»»

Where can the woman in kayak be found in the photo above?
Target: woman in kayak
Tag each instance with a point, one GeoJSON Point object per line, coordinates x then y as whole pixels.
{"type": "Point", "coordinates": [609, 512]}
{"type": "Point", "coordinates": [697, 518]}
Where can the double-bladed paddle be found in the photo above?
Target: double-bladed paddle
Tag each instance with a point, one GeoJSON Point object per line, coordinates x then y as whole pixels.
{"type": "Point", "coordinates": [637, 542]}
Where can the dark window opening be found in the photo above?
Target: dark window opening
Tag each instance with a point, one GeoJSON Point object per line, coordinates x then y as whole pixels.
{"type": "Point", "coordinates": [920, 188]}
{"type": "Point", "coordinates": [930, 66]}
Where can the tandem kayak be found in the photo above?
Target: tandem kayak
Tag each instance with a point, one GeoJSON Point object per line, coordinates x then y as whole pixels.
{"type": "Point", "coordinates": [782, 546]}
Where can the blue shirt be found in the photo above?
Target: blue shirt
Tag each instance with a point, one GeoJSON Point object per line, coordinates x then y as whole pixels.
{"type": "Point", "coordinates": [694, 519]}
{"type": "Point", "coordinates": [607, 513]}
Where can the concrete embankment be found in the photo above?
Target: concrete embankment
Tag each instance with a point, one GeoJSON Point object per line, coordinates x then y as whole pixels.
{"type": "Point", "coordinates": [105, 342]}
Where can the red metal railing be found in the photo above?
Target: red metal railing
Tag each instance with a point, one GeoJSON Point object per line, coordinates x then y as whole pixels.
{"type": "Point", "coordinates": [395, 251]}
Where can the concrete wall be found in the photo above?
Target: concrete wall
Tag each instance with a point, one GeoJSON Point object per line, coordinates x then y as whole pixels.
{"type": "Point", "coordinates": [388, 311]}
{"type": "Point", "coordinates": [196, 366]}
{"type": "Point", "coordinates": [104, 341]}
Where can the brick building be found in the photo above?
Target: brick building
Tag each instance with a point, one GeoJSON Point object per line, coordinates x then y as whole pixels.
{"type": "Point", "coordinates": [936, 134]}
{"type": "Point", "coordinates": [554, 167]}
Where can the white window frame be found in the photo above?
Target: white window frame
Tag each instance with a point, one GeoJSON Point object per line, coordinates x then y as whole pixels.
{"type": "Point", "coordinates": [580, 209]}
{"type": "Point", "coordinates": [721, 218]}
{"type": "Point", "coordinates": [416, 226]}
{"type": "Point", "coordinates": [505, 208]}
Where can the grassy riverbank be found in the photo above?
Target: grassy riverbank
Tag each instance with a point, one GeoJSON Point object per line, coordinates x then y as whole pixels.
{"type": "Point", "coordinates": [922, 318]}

««

▶ _Task goal_
The listing above must be transcribed exactly, line by line.

▶ _Full output_
Where can the woman in kayak be found in the photo above?
Target: woman in kayak
Tag each instance with a point, one GeoJSON Point object per line, coordinates x then y as whole pixels.
{"type": "Point", "coordinates": [609, 512]}
{"type": "Point", "coordinates": [697, 518]}
Where can the double-bladed paddle be found in the photo above?
Target: double-bladed paddle
Tag each instance with a point, one GeoJSON Point object per line, coordinates x then y as whole pixels.
{"type": "Point", "coordinates": [637, 542]}
Where can the dark window opening be found in the photo above?
Target: dark window opening
Tag each instance with a point, one GeoJSON Point object per line, coordinates x then y as whole pixels.
{"type": "Point", "coordinates": [920, 188]}
{"type": "Point", "coordinates": [930, 66]}
Where can the tandem kayak be found in the photo above?
Target: tandem kayak
Tag each instance with a point, one GeoJSON Point object per line, coordinates x then y as whole pixels.
{"type": "Point", "coordinates": [782, 546]}
Where can the blue shirt be found in the photo above?
Target: blue shirt
Tag each instance with a point, one GeoJSON Point object per line, coordinates x then y as whole pixels.
{"type": "Point", "coordinates": [694, 519]}
{"type": "Point", "coordinates": [607, 513]}
Where can the concrete embankment be found in the photo above?
Target: concrete embankment
Tag each instance with a point, one GeoJSON Point object per line, coordinates x then y as whole pixels.
{"type": "Point", "coordinates": [105, 342]}
Where can the red metal railing be found in the photo above?
Target: red metal railing
Tag each instance with a point, one GeoJSON Point object per line, coordinates x then y as whole pixels.
{"type": "Point", "coordinates": [395, 251]}
Where can the concrete wall be found in the photo above?
Target: concrete wall
Tag each instance with a point, one GeoJSON Point object per line, coordinates x then y as whole pixels.
{"type": "Point", "coordinates": [388, 311]}
{"type": "Point", "coordinates": [196, 366]}
{"type": "Point", "coordinates": [104, 341]}
Where can the brick building be found in the photo above?
Target: brick building
Tag each instance with a point, one GeoJSON Point object per line, coordinates x then y as whole pixels.
{"type": "Point", "coordinates": [936, 134]}
{"type": "Point", "coordinates": [554, 167]}
Where can the white window frame be found in the photo above?
Target: white window frame
Tag each instance with a point, one GeoJSON Point object per line, coordinates x then y as whole pixels.
{"type": "Point", "coordinates": [580, 209]}
{"type": "Point", "coordinates": [721, 218]}
{"type": "Point", "coordinates": [416, 226]}
{"type": "Point", "coordinates": [505, 208]}
Where can the grassy riverbank be found in the photo above?
Target: grassy riverbank
Tag each instance with a point, one GeoJSON Point object per line, coordinates x then y as whole pixels.
{"type": "Point", "coordinates": [922, 318]}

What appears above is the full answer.